Print, word for word, the part of the data below that opens with the line containing "earlobe in the image above." and runs through the final line of the data, including both of those lines.
+++ DATASET EXCERPTS
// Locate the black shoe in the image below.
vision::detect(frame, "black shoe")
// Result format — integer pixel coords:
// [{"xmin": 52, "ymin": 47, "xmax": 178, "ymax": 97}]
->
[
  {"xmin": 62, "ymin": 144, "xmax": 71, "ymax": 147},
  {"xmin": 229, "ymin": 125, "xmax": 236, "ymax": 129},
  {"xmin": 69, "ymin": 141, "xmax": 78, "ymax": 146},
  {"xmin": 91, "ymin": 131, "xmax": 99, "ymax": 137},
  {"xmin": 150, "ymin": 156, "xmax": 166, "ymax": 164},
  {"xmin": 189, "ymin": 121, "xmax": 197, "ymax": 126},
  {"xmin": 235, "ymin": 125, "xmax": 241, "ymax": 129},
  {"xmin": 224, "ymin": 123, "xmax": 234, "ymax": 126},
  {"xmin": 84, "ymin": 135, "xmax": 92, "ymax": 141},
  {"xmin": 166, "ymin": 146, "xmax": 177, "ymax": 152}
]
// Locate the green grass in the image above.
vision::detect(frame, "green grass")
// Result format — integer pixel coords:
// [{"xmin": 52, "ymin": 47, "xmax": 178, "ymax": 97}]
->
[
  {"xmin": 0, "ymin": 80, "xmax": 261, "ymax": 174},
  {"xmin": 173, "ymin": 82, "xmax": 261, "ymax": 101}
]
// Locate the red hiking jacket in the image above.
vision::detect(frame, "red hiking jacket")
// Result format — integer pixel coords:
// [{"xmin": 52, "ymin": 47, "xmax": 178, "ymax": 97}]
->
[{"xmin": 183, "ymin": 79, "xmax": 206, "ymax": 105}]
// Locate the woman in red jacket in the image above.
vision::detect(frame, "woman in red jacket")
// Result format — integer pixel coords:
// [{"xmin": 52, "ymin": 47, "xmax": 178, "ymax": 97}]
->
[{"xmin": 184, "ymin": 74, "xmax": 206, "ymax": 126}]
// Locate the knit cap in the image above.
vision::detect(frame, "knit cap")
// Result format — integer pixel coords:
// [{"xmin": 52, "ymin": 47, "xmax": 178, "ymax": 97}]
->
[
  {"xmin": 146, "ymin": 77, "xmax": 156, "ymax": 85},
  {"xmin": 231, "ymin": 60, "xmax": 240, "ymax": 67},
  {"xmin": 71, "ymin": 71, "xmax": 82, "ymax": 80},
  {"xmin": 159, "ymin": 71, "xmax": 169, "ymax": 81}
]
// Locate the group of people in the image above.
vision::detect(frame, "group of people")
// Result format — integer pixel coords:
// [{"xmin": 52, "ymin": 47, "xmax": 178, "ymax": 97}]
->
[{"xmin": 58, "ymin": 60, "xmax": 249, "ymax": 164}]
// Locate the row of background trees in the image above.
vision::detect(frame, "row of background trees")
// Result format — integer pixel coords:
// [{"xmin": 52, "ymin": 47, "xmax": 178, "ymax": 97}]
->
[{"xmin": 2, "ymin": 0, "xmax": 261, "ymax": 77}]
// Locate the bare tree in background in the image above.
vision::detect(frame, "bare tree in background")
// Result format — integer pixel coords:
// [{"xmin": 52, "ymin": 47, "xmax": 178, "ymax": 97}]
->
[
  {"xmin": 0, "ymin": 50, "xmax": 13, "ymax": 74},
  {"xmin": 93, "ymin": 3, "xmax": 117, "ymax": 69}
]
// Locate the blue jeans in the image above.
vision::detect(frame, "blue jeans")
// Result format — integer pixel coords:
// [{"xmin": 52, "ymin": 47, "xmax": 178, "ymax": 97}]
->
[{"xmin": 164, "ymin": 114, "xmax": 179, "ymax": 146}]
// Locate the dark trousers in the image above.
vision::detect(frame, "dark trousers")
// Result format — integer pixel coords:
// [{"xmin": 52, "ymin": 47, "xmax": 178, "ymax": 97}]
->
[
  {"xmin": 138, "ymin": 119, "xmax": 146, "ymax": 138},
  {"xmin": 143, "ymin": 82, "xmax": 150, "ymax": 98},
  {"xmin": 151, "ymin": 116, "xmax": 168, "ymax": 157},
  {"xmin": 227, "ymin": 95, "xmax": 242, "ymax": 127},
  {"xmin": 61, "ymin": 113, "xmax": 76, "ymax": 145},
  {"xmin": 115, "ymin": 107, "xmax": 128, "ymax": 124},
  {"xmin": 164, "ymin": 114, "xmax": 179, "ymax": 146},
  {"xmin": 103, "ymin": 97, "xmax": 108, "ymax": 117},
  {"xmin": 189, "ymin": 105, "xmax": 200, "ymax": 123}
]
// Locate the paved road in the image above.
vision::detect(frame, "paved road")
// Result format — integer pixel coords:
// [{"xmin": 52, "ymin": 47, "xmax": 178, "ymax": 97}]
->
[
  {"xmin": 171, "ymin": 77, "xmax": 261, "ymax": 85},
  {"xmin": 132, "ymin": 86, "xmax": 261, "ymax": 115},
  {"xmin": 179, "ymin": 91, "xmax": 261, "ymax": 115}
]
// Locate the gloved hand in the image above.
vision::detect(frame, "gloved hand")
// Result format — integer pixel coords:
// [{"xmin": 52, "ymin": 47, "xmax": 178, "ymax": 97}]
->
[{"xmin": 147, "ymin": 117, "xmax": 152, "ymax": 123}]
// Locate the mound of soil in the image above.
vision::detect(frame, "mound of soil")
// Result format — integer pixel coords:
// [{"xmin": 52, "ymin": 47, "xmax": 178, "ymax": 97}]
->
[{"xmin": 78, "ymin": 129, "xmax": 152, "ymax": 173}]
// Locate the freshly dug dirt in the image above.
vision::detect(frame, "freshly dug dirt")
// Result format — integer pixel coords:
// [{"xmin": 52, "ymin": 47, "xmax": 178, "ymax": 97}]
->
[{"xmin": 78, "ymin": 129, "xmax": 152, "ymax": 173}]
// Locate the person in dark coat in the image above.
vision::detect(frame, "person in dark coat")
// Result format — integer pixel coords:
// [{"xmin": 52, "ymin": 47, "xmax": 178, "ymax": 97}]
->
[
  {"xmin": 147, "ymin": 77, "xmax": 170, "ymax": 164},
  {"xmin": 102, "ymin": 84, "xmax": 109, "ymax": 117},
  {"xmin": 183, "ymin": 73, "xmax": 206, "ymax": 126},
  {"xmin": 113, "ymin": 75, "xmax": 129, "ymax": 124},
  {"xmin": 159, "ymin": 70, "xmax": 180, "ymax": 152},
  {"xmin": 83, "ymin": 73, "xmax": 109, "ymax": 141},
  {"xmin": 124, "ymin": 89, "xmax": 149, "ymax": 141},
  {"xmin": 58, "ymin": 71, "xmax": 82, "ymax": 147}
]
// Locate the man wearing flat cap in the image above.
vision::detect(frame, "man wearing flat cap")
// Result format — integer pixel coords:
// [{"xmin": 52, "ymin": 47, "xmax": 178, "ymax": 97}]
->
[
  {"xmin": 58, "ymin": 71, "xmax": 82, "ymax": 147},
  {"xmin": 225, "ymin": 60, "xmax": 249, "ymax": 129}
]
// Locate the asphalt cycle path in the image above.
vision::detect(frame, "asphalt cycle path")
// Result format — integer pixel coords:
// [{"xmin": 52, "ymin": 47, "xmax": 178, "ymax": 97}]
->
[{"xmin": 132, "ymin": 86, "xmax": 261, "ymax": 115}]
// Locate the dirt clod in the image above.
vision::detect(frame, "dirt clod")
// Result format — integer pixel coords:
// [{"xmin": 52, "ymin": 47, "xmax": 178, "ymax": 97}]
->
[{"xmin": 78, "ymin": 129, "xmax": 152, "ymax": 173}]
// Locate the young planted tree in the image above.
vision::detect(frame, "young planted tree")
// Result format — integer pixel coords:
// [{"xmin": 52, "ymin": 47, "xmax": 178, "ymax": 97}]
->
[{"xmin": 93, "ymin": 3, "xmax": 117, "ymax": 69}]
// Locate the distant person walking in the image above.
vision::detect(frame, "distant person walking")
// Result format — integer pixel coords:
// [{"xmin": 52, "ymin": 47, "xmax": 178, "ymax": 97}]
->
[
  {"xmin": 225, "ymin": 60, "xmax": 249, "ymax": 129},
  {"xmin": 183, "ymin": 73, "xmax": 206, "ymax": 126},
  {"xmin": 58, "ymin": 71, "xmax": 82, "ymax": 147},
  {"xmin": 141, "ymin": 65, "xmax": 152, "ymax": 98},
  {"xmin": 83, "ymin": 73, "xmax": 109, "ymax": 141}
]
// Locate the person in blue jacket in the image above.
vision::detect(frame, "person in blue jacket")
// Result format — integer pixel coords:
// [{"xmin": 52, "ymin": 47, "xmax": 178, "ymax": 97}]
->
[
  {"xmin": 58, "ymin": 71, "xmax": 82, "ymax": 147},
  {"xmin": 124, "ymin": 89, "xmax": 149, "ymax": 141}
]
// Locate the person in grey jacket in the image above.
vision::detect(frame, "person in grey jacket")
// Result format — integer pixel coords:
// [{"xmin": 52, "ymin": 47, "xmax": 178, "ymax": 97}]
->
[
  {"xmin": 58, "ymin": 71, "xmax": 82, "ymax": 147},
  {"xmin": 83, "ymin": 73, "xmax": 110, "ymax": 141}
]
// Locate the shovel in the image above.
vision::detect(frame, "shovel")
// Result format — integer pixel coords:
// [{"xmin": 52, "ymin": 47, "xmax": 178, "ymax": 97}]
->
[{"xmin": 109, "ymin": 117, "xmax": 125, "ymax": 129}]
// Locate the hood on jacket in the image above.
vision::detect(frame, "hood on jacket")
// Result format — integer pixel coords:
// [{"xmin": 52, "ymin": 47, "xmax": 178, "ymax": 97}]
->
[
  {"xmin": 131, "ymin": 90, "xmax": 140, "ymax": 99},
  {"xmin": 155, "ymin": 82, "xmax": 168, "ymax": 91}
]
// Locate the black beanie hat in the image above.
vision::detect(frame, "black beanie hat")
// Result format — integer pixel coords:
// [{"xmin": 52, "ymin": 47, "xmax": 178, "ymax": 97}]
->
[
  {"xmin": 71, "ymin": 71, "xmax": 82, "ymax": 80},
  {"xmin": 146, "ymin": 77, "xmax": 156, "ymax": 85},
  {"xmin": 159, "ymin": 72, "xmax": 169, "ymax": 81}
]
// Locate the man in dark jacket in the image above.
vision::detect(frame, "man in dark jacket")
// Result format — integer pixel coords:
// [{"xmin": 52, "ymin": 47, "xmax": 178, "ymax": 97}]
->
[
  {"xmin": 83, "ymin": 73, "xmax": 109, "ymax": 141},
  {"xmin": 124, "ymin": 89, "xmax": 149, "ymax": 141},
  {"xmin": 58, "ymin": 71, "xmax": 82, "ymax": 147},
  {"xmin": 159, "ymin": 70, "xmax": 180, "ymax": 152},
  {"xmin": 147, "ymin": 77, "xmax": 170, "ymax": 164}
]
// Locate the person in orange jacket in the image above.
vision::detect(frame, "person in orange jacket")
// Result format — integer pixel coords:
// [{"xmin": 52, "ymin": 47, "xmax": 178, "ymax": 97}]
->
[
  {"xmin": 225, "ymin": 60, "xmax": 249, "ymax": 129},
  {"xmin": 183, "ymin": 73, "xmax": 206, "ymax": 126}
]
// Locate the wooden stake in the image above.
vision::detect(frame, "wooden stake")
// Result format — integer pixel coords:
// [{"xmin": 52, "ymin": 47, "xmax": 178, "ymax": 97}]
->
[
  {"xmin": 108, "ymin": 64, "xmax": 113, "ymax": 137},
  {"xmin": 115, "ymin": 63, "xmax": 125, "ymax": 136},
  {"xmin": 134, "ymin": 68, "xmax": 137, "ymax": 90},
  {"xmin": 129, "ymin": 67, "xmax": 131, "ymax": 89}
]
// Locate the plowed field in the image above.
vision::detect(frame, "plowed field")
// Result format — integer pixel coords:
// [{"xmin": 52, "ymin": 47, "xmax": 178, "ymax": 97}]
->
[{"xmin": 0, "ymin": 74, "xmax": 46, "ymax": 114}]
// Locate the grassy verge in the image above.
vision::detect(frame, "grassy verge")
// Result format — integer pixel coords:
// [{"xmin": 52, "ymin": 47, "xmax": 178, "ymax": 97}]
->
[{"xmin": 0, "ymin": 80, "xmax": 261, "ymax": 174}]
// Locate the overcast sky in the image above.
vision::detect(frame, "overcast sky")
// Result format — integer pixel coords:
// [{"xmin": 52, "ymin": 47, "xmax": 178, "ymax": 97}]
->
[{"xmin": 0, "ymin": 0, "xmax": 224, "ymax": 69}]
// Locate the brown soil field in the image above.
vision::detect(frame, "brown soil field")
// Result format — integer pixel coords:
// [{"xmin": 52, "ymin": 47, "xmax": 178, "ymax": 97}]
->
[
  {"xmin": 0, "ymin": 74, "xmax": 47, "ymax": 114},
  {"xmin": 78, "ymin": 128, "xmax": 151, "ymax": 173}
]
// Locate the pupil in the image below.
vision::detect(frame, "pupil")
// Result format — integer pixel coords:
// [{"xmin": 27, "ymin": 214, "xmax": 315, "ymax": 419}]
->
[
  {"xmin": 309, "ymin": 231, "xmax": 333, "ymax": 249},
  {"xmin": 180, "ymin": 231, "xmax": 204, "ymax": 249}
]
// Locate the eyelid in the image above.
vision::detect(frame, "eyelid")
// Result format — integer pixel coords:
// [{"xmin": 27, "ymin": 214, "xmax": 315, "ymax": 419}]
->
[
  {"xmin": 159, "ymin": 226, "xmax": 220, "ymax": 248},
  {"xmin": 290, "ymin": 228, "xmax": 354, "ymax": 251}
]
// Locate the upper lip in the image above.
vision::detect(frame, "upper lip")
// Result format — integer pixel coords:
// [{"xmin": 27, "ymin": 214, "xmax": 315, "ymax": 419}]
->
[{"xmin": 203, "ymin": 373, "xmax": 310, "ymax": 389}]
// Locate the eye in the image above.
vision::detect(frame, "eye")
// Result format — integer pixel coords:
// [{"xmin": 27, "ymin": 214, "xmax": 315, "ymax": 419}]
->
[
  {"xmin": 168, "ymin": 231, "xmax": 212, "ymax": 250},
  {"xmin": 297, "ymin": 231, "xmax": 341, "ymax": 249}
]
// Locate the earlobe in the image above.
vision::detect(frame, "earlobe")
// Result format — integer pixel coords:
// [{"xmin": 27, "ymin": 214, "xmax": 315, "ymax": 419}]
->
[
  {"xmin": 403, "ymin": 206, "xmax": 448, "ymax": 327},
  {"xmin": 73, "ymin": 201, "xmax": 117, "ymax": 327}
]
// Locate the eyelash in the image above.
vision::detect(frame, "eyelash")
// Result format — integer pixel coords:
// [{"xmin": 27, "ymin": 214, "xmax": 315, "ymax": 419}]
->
++++++
## REPLY
// Locate the earlobe in the image above.
vision::detect(frame, "earlobe")
// Result format — integer pixel coords:
// [{"xmin": 27, "ymin": 214, "xmax": 315, "ymax": 419}]
->
[
  {"xmin": 403, "ymin": 206, "xmax": 448, "ymax": 327},
  {"xmin": 73, "ymin": 201, "xmax": 117, "ymax": 327}
]
// Locate the eyelash in the image above.
vision::detect(frame, "eyelash")
// Result format — integer pixel coords:
// [{"xmin": 27, "ymin": 214, "xmax": 315, "ymax": 419}]
->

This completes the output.